• Exercise task: Present every one of the following items as a numbered list, omitting any blank lines.

• Items:
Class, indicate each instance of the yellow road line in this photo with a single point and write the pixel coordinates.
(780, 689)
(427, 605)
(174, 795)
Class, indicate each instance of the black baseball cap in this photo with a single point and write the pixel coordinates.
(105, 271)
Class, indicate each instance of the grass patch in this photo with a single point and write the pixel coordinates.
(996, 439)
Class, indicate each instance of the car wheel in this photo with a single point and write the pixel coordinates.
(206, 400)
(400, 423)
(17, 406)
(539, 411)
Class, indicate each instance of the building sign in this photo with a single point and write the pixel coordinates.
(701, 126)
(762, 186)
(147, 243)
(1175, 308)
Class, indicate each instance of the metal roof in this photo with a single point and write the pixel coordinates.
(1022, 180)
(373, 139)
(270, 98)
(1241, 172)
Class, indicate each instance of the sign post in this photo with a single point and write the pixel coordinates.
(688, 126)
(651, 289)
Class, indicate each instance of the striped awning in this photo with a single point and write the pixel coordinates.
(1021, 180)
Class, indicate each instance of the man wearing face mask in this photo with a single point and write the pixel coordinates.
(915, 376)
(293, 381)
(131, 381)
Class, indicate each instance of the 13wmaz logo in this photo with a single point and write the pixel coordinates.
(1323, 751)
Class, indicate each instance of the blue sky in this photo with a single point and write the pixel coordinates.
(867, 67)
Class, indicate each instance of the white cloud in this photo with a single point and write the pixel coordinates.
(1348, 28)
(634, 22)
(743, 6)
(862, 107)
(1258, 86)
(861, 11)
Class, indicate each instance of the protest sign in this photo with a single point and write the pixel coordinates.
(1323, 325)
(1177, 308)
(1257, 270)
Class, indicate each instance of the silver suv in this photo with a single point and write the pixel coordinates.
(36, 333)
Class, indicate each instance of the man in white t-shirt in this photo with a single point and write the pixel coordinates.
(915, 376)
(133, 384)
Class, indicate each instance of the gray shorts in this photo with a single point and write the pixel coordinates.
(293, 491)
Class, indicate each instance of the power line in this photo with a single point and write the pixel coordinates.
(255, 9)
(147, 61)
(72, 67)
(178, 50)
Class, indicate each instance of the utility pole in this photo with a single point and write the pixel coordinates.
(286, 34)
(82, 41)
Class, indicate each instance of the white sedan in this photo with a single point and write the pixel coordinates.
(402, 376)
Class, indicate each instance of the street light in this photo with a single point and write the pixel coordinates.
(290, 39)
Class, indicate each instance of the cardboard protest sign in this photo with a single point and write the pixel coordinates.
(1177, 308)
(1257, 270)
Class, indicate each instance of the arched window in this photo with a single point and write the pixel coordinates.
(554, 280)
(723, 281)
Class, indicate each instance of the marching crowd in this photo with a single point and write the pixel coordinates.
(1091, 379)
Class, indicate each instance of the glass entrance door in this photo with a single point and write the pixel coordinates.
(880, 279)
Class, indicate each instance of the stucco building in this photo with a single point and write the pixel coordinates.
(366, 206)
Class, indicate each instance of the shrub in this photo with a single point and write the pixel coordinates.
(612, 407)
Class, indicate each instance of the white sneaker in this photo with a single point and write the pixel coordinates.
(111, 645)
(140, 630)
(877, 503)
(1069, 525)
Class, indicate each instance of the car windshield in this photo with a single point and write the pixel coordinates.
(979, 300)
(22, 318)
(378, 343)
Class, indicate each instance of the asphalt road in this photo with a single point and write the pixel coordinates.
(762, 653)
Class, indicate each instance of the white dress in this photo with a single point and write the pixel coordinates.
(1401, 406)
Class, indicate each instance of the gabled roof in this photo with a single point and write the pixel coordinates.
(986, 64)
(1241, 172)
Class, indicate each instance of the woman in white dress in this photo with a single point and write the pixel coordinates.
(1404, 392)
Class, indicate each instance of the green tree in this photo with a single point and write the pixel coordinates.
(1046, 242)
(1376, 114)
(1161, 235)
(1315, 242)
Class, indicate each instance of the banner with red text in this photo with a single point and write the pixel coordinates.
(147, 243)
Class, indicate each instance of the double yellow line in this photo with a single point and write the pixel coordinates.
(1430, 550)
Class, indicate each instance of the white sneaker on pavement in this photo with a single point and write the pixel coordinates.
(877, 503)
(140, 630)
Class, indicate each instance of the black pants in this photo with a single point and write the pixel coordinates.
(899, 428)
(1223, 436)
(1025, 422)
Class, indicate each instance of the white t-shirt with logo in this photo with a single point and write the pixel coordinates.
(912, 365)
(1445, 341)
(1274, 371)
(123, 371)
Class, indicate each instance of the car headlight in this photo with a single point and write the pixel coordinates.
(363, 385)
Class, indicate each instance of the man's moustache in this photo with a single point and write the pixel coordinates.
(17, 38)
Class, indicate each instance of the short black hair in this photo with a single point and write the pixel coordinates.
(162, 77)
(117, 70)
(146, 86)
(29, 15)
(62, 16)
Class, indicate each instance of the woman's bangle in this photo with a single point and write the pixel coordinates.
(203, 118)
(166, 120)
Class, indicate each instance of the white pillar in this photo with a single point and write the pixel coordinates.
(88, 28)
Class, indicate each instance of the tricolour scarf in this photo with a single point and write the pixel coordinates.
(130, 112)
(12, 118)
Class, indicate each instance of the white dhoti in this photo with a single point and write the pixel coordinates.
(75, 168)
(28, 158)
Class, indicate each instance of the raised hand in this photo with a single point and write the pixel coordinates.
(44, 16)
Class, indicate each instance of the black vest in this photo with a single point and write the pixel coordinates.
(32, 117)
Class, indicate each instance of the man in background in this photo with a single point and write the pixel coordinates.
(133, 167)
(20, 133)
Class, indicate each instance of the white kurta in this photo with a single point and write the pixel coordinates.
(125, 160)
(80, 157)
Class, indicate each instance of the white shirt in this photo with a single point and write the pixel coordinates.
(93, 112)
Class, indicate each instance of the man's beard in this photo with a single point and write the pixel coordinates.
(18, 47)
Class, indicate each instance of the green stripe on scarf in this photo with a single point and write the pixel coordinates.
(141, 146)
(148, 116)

• The solution:
1. Class, indicate each instance of the yellow road line in this photo with a single point and write the pixel coordinates.
2. (780, 689)
3. (427, 605)
4. (174, 795)
5. Class, indicate each instance of the black baseball cap in this photo with a single point and write the pixel coordinates.
6. (105, 271)
7. Class, indicate each instance of the grass patch in this photo with a single point and write the pixel coordinates.
8. (996, 439)
9. Class, indicate each instance of the car wheel in this photo with a single point and write the pixel coordinates.
10. (206, 400)
11. (400, 423)
12. (17, 406)
13. (539, 411)
14. Class, indicate each instance of the building sign in this photo with a single point and write the pixel coordinates.
15. (701, 126)
16. (762, 186)
17. (147, 243)
18. (1175, 308)
19. Class, indicate each instance of the metal roof in this photo with a single point and write the pixel coordinates.
20. (1022, 180)
21. (373, 139)
22. (270, 98)
23. (1241, 172)
24. Class, indicate each instance of the sign post in this photo with a single point and write the pixel coordinates.
25. (688, 126)
26. (651, 289)
27. Class, indicate each instance of the striped awning in this photo with a single point and write the pixel coordinates.
28. (1021, 180)
29. Class, indicate each instance of the man wearing face mask in this photo with a single point and write the pixel coordinates.
30. (915, 376)
31. (293, 381)
32. (131, 381)
33. Class, indicate each instance of the 13wmaz logo in this photo with a single point and write the pixel coordinates.
34. (1323, 751)
35. Class, indicate each instance of the blue sky in this photo with a single point and write the pixel coordinates.
36. (867, 67)
37. Class, indicate each instance of the white cloud in this photo with a single point and write the pixel coordinates.
38. (1348, 28)
39. (634, 22)
40. (743, 6)
41. (862, 107)
42. (1258, 86)
43. (861, 11)
44. Class, indicate each instance of the protest sign in this photo with a single point and write the pixel coordinates.
45. (1323, 325)
46. (1177, 308)
47. (1257, 270)
48. Class, indicate each instance of the silver suv in this photo with a single point and write the pixel coordinates.
49. (36, 333)
50. Class, indicate each instance of the man in white t-shirt in this photo with a single point and write the pixel coordinates.
51. (915, 376)
52. (133, 384)
53. Class, indicate each instance of the gray shorts in this photo with a single point and write the pixel coordinates.
54. (293, 491)
55. Class, indicate each instance of the power line in this photo with a single point and write the pixel coordinates.
56. (255, 9)
57. (147, 61)
58. (72, 67)
59. (178, 50)
60. Class, indicate each instance of the utility pole in this photo with a single point and write the pixel coordinates.
61. (286, 34)
62. (82, 41)
63. Class, indicate each instance of the white sedan in this photo with a single point and write the pixel coordinates.
64. (402, 376)
65. Class, indicate each instance of the street light in this photo with a single point and write the pixel coordinates.
66. (290, 39)
67. Class, indicate each instance of the cardboard protest sign in this photo with a single point and write the pixel coordinates.
68. (1177, 308)
69. (1257, 270)
70. Class, indicate each instance of the arched window in this photo with a single point and write the pixel coordinates.
71. (554, 280)
72. (723, 281)
73. Class, indicate each instance of the marching crowd in this photo with a single point and write the pixel coordinates.
74. (1091, 379)
75. Class, indicate each instance of the glass entrance door in this photo with a single point and write the pixel coordinates.
76. (880, 279)
77. Class, indicate each instance of the stucco building in this photo with a single point and write the pixel coordinates.
78. (366, 206)
79. Class, indicate each instance of the shrub in this photo with a single point and write the pixel coordinates.
80. (612, 407)
81. Class, indicate each instance of the white sneaker in this photo with a single point and write the pixel coordinates.
82. (111, 645)
83. (140, 630)
84. (877, 503)
85. (1069, 525)
86. Class, indicate each instance of the car windshield in this photo with a single point and write the pixel coordinates.
87. (979, 300)
88. (22, 318)
89. (378, 343)
90. Class, indicate each instance of the asphalt road in this photo with a single point and write the pixel coordinates.
91. (762, 653)
92. Class, indicate each instance of the white dress in this photo with a single point and write the pixel coordinates.
93. (1401, 406)
94. Class, indicate each instance of the gabled roof in this photo with a single point and write the pixel coordinates.
95. (986, 64)
96. (1241, 172)
97. Class, indicate each instance of the woman in white dress in this photo with a single point and write the pixel coordinates.
98. (1404, 392)
99. Class, indicate each instance of the green tree in this photo with a single point and write the pixel coordinates.
100. (1046, 242)
101. (1376, 114)
102. (1161, 235)
103. (1315, 242)
104. Class, indicate each instance of the banner with red text in this photo with a single point and write the pixel coordinates.
105. (147, 243)
106. Class, indicate each instance of the double yellow line in this photo with a single point and write the pixel coordinates.
107. (1430, 550)
108. Class, indicate each instance of the white sneaker on pavement in this photo with a single point and write the pixel coordinates.
109. (877, 503)
110. (140, 630)
111. Class, indicate each instance of the black pants in this photo with a single point and write the pixel coordinates.
112. (899, 428)
113. (1223, 436)
114. (1025, 422)
115. Class, indicate each instance of the white t-shirt with logo in this photo with a single point and write the pixel coordinates.
116. (912, 365)
117. (1445, 341)
118. (1274, 371)
119. (123, 371)
120. Class, indicate each instance of the car headlight in this photo with a single point and write the pixel coordinates.
121. (363, 385)
122. Class, indicate each instance of the man's moustache in this photo with a single point and write the pixel coordinates.
123. (17, 38)
124. Class, indicate each instance of the short black hair in this photo with a single point and write the pixel coordinates.
125. (162, 77)
126. (117, 70)
127. (146, 86)
128. (29, 15)
129. (62, 16)
130. Class, indicate each instance of the woman's bangle in this photo with a single point and write the pixel coordinates.
131. (203, 118)
132. (166, 120)
133. Class, indicate each instance of the white pillar in this photo with a single point and write the pixel coordinates.
134. (88, 28)
135. Class, indicate each instance of the tricolour scarf in this photo with a single point and write the pixel coordinates.
136. (130, 112)
137. (12, 118)
138. Class, indicate each instance of the white dhoti in this photo with a single point and write the pixel coordinates.
139. (75, 168)
140. (28, 158)
141. Class, indicate each instance of the raised hand in this photo with a single point and write the pixel coordinates.
142. (44, 16)
143. Class, indicate each instance of the black vest in this photo with a single point and write the pixel coordinates.
144. (32, 117)
145. Class, indicate each instance of the man in background in this photo with a single point and write the pixel coordinates.
146. (133, 167)
147. (20, 133)
148. Class, indicate each instance of the white kurta in this photo with a single point and write the pixel coordinates.
149. (125, 160)
150. (80, 157)
151. Class, indicate each instance of the white shirt in this photo with a single point and write the pixel coordinates.
152. (93, 112)
153. Class, indicate each instance of the man's beard in this photo with a single point and write the pixel coordinates.
154. (18, 47)
155. Class, indicate each instance of the green stripe on scarf in this photo with a single point and write the pixel coordinates.
156. (141, 146)
157. (148, 116)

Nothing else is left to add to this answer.